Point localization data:
◆ ◆ ◆ ◆ ◆
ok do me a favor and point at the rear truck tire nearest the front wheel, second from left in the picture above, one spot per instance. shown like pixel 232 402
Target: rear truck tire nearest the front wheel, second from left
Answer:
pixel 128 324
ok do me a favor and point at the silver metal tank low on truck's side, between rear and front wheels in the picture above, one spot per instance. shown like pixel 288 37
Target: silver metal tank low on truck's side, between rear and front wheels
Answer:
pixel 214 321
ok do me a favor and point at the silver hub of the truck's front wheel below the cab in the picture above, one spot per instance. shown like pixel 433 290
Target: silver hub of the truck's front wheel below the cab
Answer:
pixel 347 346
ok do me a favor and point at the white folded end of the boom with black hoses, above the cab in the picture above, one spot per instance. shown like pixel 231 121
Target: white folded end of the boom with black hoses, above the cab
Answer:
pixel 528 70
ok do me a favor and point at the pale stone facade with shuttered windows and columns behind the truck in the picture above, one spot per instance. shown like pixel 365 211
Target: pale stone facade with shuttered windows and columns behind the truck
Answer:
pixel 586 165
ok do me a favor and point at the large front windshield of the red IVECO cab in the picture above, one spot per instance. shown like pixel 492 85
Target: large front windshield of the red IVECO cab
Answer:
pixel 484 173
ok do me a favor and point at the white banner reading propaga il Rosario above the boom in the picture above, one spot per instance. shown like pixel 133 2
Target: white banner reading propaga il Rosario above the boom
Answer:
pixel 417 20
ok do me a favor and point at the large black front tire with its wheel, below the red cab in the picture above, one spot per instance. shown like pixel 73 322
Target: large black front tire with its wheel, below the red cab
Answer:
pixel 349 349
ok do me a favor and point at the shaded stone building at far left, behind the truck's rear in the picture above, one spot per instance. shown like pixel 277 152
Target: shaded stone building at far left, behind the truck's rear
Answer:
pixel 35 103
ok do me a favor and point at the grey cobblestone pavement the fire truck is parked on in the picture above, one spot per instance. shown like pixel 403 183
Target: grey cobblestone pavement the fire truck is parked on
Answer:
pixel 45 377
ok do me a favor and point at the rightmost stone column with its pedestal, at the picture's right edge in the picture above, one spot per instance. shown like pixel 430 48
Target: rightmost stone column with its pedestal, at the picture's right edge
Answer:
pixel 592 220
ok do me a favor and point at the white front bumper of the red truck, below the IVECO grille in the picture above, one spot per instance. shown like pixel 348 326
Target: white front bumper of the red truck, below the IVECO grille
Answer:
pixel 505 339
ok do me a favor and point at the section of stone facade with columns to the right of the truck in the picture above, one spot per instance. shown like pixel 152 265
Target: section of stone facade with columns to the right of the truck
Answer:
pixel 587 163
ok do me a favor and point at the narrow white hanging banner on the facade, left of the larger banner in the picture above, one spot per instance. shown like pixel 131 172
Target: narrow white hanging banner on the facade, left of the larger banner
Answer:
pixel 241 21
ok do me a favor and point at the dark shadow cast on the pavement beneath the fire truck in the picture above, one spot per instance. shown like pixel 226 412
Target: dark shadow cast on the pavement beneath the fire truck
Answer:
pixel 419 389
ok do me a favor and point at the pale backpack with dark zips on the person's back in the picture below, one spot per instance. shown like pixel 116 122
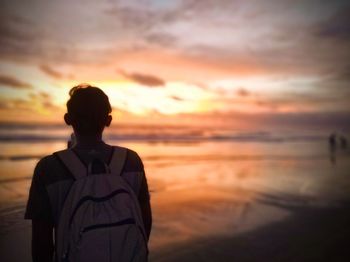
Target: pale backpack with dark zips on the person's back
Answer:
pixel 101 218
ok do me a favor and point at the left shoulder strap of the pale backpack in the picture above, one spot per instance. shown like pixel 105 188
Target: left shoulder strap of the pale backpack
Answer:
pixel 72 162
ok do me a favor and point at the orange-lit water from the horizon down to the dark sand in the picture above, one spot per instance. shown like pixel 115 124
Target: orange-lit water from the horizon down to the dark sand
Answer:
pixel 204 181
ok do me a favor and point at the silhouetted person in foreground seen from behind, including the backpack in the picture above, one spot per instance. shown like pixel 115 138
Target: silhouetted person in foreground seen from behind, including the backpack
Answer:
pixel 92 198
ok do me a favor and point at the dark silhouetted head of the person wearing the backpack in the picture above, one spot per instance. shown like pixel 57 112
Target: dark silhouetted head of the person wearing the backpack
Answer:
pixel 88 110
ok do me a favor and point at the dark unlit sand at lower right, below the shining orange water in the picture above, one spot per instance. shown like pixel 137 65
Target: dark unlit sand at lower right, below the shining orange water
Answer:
◆ ◆ ◆ ◆ ◆
:: TASK INSTRUCTIONS ::
If a line of the records above holds the word "narrow", show it.

:: RESPONSE ::
ok do me a favor and point at the narrow white hanging banner on the facade, left of the larger banner in the picture above, one spot per instance. shown like pixel 131 172
Target: narrow white hanging banner on the facade, left of the larger banner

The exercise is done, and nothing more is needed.